▶ [Source passage]
========================================================================

2.6. Gene cloning and quantitative RT-PCR
cDNA was synthesized with the High Capacity cDNA Reverse Transcription Kit (Applied Biosystems). Primers of PaFAH12, PaFAD2 and PaFAD3 and PaKCS18 were designed based on the contigs recovered from the Trinity assembly and published Physaria full-length coding sequences. Sequences were amplified with Q5 or Phusion high-fidelity DNA polymerase (New England Biolabs) from cDNA. The PCR products with expected size were subcloned into pENTR/D-TOPO Vector (Invitrogen), and Sanger-sequenced. For quantitative RT-PCR, standard 2-step amplification reactions were performed using PowerUp SYBR Green Master Mix (Applied Biosystems) with 5 ng cDNA according to the product manual, on a LightCycler 480 System (Roche). Relative transcript abundance was calculated by the ΔCT method using the Paysonia 18S rRNA gene as a housekeeping gene.
2.7. Phylogenetic analyses
To investigate the evolution of the hydroxylase enzymes in P. fendleri, P. lindheimeri, and Paysonia auriculata, a phylogeny of FAD2 and hydroxylase genes from selected Brassicaceae species together with several outgroups was assembled and used to test for evidence of selection in the evolution of the hydroxylases. CDS sequences were downloaded from Genbank, aligned using MUSCLE (Edgar, 2004). Alignments were analyzed in PhyML v3.0 (Guindon et al., 2010), using the General Time Reversible model, with estimated gamma, nucleotide frequencies, and invariant sites, and four gamma rate categories. Topologies were optimized using subtree pruning and rejoining. Bootstrap values were calculated based on 1000 bootstrapped data sets. Alignment and tree files were imported into PAML v4.0 (Yang, 2007), and tested for positive selection on the branch leading to the clade of the hydroxylase sequences. Three separate models were fitted, a branch, a site, and a branch-site model. Amino acid sequences of known enzymes were aligned using MAFFT (Katoh and Standley, 2013), and phylogenetic trees were visualized by iTOL (itol.embl.de).

========================================================================

▶ [Problems to solve]
1. Please quote everything in the methods passage from "2.6. Gene cloning" down to "a housekeeping gene.".
2. According to the methods passage, why was a phylogeny of FAD2 and hydroxylase genes assembled? Answer in one to three sentences.

========================================================================

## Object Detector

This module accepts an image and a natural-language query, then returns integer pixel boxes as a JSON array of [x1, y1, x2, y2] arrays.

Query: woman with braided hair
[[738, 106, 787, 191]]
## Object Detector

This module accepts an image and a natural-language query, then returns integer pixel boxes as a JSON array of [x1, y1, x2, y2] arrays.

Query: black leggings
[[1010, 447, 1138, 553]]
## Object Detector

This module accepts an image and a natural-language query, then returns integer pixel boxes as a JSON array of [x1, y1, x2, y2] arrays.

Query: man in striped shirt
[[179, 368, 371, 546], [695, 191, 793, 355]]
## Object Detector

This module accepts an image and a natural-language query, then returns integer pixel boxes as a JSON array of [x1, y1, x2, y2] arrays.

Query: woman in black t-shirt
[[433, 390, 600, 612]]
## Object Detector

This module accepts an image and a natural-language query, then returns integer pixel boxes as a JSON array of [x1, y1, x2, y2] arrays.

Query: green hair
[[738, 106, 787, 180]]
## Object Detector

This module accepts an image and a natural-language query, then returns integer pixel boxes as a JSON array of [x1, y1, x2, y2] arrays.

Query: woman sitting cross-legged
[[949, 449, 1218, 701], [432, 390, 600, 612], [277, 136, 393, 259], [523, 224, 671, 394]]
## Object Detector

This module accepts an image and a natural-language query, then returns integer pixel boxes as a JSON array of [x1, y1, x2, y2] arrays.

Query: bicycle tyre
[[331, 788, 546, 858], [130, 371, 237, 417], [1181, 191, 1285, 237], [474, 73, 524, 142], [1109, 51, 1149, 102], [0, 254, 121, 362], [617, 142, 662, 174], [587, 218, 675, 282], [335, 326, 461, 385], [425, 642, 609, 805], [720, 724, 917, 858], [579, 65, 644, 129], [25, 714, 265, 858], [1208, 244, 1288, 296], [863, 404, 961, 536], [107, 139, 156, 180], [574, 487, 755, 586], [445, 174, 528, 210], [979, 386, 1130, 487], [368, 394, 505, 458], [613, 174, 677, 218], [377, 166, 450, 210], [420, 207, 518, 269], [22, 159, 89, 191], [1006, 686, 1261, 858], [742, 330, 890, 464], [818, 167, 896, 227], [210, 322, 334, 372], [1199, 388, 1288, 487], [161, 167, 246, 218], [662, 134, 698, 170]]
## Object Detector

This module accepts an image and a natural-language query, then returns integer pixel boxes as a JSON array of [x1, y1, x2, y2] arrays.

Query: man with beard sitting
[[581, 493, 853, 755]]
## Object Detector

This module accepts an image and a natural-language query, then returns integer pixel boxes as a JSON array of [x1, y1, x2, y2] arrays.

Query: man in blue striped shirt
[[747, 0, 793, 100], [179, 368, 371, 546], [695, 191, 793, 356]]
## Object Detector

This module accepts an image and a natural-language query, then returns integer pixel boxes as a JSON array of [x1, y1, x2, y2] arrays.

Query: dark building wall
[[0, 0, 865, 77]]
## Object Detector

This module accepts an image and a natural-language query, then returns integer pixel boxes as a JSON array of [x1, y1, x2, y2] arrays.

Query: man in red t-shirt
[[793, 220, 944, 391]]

========================================================================

▶ [Answers for the exercise]
1.
2.6. Gene cloning and quantitative RT-PCR
cDNA was synthesized with the High Capacity cDNA Reverse Transcription Kit (Applied Biosystems). Primers of PaFAH12, PaFAD2 and PaFAD3 and PaKCS18 were designed based on the contigs recovered from the Trinity assembly and published Physaria full-length coding sequences. Sequences were amplified with Q5 or Phusion high-fidelity DNA polymerase (New England Biolabs) from cDNA. The PCR products with expected size were subcloned into pENTR/D-TOPO Vector (Invitrogen), and Sanger-sequenced. For quantitative RT-PCR, standard 2-step amplification reactions were performed using PowerUp SYBR Green Master Mix (Applied Biosystems) with 5 ng cDNA according to the product manual, on a LightCycler 480 System (Roche). Relative transcript abundance was calculated by the ΔCT method using the Paysonia 18S rRNA gene as a housekeeping gene.

2. The phylogeny was assembled to investigate the evolution of the hydroxylase enzymes in P. fendleri, P. lindheimeri, and Paysonia auriculata. It was also used to test for evidence of selection in the evolution of the hydroxylases.